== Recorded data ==
+ + + + + + +

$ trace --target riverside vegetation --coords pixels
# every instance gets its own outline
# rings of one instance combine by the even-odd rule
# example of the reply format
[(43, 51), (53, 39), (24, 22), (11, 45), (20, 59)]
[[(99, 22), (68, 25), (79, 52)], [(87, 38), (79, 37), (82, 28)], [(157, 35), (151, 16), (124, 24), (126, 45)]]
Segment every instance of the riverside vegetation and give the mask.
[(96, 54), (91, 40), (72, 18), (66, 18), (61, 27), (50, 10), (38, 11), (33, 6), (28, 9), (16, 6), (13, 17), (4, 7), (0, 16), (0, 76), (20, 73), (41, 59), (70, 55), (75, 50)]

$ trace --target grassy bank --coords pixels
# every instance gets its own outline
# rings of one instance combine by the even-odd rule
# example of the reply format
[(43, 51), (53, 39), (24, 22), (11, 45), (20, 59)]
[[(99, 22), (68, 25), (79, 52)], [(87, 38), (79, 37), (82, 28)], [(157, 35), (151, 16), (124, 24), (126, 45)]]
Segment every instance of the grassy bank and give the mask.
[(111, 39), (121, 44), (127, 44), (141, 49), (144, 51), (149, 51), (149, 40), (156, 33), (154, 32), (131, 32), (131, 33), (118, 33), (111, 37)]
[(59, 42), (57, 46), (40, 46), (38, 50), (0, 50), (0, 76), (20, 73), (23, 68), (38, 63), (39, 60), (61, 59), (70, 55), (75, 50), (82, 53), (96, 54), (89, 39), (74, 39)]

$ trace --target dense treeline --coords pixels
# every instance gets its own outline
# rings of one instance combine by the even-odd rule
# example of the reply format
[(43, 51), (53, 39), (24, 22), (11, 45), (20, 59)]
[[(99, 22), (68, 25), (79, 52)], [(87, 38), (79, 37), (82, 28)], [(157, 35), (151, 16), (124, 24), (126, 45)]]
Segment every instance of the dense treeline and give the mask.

+ + + + + + +

== Aim of the task ==
Reproduce the listing from the line containing "bank --coords pixels" through the end of the listing, both ends included, with every polygon coordinate in the answers multiplied by 1.95 and rounded to the nearest whole number, halves rounded up. Copy all other lines, including the requests and their format samples, unchanged.

== The output ==
$ trace --target grassy bank --coords pixels
# every instance gets its own outline
# rings of one instance combine by the even-odd rule
# example of the reply format
[(43, 51), (53, 39), (24, 22), (11, 45), (20, 59)]
[[(99, 22), (68, 25), (79, 52)], [(87, 38), (79, 37), (82, 28)], [(157, 35), (151, 16), (124, 24), (126, 45)]]
Segment every instance of the grassy bank and give the mask.
[(216, 76), (236, 86), (248, 86), (275, 96), (281, 99), (291, 99), (291, 78), (304, 64), (300, 62), (255, 62), (255, 64), (230, 64), (216, 72)]
[(115, 82), (111, 90), (78, 90), (74, 98), (0, 98), (0, 148), (39, 142), (45, 133), (74, 123), (76, 117), (119, 115), (137, 107), (146, 98), (160, 103), (187, 105), (174, 76), (144, 76)]

$ trace --target dense treeline --coords pixels
# every instance gets its own outline
# rings of one instance combine by the even-odd rule
# example of the reply format
[(43, 51), (53, 39), (24, 22), (11, 45), (20, 59)]
[[(99, 22), (68, 25), (79, 52)], [(87, 38), (79, 37), (82, 28)], [(157, 35), (151, 16), (124, 24), (126, 45)]]
Segment every instance of the dense treeline and give the mask.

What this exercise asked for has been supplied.